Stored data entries

____

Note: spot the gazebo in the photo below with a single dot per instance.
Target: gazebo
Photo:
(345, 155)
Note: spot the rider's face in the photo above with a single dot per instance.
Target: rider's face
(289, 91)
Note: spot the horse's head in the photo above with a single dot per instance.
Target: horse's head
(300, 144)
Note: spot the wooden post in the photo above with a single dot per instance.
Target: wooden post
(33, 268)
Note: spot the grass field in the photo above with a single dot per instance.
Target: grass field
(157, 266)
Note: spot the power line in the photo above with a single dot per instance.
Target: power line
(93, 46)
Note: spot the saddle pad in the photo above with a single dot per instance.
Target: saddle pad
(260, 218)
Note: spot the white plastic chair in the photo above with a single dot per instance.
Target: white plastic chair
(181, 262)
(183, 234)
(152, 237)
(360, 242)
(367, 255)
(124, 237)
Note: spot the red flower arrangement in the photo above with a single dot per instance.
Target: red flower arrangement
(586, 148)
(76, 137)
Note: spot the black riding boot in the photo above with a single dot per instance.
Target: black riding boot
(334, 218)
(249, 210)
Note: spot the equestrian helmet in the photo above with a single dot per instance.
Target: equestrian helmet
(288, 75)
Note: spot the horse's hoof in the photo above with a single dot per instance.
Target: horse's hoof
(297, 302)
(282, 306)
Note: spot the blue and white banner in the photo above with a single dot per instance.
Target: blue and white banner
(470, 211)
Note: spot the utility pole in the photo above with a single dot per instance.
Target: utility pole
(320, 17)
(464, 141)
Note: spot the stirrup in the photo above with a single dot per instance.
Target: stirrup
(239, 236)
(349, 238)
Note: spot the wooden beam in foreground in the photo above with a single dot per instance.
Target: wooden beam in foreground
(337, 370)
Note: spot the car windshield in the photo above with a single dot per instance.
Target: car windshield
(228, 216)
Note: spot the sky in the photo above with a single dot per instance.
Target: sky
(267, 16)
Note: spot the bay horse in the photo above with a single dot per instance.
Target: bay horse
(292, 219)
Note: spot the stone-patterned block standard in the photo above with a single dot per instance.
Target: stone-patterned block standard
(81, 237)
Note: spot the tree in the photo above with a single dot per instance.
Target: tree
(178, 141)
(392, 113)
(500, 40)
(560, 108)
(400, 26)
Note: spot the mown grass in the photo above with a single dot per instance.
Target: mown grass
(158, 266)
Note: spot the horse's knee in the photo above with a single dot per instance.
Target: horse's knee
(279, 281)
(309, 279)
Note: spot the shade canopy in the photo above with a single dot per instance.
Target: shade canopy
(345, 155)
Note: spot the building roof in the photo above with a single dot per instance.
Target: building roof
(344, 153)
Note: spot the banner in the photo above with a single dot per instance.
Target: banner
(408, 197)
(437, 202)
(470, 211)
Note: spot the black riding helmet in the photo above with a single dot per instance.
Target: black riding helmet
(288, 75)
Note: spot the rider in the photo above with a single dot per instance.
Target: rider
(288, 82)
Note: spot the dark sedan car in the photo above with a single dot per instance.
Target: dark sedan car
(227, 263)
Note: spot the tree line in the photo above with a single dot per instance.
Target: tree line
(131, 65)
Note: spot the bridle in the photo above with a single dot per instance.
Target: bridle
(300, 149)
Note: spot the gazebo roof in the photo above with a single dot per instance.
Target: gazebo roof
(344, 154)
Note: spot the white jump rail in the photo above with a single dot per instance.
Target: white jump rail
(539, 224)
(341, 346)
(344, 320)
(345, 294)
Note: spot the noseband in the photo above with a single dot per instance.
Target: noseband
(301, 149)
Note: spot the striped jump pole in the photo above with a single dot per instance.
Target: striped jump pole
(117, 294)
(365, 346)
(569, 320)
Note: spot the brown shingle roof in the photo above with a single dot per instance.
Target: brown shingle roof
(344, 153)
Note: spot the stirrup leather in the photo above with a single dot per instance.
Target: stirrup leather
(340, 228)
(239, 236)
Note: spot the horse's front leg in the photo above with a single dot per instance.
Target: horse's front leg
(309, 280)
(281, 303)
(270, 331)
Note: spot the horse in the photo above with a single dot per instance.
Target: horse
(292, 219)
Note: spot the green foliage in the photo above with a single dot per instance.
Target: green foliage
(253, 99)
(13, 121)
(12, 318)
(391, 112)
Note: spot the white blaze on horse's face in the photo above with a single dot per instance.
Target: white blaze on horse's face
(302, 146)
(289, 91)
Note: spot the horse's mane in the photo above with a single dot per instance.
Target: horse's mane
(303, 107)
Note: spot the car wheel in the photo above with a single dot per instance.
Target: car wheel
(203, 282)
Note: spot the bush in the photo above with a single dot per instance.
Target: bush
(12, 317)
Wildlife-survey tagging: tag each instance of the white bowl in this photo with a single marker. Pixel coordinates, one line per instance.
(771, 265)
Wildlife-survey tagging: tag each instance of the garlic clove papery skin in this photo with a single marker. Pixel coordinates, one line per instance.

____

§ **Work to be completed**: Set down, exactly as they appear, the lines above from the first one to the line that holds "Note: spot the white plastic", both included, please, and no others.

§ **Answer for the task**:
Note: spot the gazebo in the photo below with a single dot per instance.
Target: gazebo
Photo:
(345, 155)
Note: spot the rider's face in the photo above with a single dot per instance.
Target: rider's face
(289, 91)
Note: spot the horse's head in the photo above with a single dot per instance.
Target: horse's head
(300, 144)
Note: spot the wooden post in the photo above with a single dot per instance.
Target: wooden post
(33, 268)
Note: spot the grass field in the photo above with a single dot per instance.
Target: grass field
(157, 266)
Note: spot the power line in the photo above with a single dot per instance.
Target: power line
(93, 46)
Note: spot the saddle pad in the photo above with a single dot per instance.
Target: saddle pad
(260, 218)
Note: spot the white plastic chair in the photo above with a single dot per instance.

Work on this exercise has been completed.